• _Given problem_
Pull out each line of the records that contains the word "distant", and copy every such line.

• _Material shown_

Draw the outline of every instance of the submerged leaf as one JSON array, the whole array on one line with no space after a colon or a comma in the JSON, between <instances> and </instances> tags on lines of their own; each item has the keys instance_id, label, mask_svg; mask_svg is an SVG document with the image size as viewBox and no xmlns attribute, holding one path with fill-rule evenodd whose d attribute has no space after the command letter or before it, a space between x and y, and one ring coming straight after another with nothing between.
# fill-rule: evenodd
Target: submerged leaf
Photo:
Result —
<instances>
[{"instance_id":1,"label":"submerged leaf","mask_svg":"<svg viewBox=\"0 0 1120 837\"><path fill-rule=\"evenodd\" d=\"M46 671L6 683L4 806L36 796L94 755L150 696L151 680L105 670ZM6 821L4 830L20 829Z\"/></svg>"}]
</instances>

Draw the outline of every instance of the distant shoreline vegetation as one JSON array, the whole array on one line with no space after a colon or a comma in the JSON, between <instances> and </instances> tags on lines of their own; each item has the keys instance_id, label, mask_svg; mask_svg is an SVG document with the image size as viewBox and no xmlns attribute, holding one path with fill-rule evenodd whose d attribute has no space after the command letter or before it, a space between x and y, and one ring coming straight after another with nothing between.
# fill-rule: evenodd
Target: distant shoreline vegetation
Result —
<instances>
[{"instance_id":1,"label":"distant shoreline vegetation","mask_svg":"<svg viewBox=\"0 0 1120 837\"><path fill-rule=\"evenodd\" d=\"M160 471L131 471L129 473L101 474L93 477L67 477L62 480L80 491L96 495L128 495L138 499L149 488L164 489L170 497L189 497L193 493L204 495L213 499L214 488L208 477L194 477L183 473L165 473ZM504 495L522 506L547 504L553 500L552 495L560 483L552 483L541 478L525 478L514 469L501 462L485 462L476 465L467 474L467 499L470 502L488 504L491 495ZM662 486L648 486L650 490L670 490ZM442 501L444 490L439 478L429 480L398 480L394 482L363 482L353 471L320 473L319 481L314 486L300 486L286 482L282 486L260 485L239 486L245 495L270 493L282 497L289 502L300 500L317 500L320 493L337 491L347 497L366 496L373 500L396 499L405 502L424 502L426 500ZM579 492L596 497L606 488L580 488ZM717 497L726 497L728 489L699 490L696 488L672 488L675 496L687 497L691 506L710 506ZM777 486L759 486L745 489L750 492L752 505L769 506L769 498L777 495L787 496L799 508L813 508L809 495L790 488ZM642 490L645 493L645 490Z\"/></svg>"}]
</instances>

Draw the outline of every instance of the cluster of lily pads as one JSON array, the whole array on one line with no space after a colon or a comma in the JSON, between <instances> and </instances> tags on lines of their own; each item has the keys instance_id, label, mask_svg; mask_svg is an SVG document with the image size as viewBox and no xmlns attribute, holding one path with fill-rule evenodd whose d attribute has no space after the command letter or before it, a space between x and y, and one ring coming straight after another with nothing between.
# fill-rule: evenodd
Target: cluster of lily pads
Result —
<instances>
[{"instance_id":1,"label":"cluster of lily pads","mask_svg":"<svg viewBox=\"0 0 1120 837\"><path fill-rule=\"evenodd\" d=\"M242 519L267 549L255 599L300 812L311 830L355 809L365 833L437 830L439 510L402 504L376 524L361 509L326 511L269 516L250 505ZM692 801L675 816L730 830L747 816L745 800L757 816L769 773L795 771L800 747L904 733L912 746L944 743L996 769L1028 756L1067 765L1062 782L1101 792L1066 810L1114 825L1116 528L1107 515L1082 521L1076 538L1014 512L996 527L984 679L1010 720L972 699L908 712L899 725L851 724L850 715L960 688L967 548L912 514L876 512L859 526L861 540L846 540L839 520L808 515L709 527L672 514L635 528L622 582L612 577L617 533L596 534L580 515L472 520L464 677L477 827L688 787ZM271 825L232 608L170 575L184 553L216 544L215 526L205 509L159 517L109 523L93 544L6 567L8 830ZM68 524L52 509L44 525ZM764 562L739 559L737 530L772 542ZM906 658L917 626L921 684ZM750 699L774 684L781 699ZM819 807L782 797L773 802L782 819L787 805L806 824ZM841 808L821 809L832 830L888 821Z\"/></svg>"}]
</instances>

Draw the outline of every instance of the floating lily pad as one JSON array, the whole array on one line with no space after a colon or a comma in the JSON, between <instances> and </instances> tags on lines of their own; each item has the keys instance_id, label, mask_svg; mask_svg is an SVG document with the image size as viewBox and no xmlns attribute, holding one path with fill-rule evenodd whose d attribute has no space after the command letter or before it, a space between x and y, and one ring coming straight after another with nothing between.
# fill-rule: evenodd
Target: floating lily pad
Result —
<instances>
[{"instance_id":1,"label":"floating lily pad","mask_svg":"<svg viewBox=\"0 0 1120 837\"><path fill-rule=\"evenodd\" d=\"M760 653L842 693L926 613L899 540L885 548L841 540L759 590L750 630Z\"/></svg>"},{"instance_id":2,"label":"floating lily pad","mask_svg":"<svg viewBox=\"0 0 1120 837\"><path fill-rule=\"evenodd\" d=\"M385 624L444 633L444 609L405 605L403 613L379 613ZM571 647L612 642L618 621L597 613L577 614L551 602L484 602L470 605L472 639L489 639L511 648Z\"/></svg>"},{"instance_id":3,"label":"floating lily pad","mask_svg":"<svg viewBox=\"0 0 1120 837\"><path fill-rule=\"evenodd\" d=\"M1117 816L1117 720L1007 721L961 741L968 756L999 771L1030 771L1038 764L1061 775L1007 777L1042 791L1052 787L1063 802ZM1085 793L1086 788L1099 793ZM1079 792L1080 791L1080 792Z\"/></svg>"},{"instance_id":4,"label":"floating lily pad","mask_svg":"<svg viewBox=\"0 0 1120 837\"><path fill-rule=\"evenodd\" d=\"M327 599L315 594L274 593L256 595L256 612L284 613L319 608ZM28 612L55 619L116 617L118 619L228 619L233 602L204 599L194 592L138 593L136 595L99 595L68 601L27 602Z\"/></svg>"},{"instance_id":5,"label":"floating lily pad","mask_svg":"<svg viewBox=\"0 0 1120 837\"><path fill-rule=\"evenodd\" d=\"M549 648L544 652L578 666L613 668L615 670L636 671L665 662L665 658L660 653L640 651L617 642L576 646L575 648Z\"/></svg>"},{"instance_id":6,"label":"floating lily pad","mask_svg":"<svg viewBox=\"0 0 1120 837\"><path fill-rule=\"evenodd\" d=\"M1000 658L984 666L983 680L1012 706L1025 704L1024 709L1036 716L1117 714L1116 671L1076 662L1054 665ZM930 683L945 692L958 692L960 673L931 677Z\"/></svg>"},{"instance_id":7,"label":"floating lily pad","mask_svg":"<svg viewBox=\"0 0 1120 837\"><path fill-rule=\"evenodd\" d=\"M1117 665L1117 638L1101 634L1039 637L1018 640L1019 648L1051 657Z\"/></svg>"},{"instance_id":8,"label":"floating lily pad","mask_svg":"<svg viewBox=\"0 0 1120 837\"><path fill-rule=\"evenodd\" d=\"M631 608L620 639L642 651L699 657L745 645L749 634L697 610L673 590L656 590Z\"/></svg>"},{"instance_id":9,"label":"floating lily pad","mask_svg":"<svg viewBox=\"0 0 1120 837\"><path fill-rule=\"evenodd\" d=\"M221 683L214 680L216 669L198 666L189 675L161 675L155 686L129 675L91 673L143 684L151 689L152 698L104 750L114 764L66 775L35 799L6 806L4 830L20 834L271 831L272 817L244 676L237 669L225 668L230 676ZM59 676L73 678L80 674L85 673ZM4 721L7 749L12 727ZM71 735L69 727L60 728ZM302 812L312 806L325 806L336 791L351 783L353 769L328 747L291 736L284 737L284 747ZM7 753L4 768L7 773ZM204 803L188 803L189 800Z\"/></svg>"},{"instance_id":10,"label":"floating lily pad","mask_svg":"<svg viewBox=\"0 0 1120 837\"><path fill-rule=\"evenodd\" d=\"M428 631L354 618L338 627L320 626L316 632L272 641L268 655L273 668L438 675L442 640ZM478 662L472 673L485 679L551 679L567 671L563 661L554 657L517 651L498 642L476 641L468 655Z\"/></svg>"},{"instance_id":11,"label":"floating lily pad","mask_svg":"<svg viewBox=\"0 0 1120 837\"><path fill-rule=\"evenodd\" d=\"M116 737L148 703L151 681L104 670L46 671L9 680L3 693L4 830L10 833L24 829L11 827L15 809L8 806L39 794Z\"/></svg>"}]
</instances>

• _Result_
Draw the outline of every instance of the distant shoreline vegetation as one JSON array, the whole array on one line with no space after a colon or a comma in the JSON, between <instances> and </instances> tags on lines of their own; each item has the keys instance_id, label, mask_svg; mask_svg is an SVG document with the image size as viewBox and no xmlns attribute, holding one path with fill-rule evenodd whose d attribute has no space after the command letter or before it, a space between x and y, and one ring coming straight after another with nothing between.
Target: distant shoreline vegetation
[{"instance_id":1,"label":"distant shoreline vegetation","mask_svg":"<svg viewBox=\"0 0 1120 837\"><path fill-rule=\"evenodd\" d=\"M160 471L131 471L129 473L101 474L93 477L67 477L62 480L80 491L96 495L128 495L138 499L149 488L164 489L170 497L189 497L193 493L204 495L213 499L214 488L208 477L194 477L183 473L165 473ZM504 495L522 506L547 504L553 500L552 495L560 483L552 483L541 478L525 478L514 469L501 462L485 462L476 465L467 474L467 499L470 502L488 504L491 495ZM662 486L648 486L650 490L670 490ZM442 501L444 490L439 478L429 480L398 480L394 482L363 482L353 471L320 473L319 481L314 486L300 486L286 482L282 486L260 485L239 486L245 495L270 493L282 497L289 502L300 500L317 500L320 493L337 491L347 497L366 496L373 500L396 499L405 502L424 502L426 500ZM579 492L596 497L606 488L580 488ZM717 497L726 497L728 489L699 490L696 488L672 488L675 496L687 497L691 506L710 506ZM777 486L759 486L745 489L750 492L752 505L769 506L769 498L777 495L787 496L799 508L813 508L809 495L790 488ZM642 490L645 493L645 490Z\"/></svg>"}]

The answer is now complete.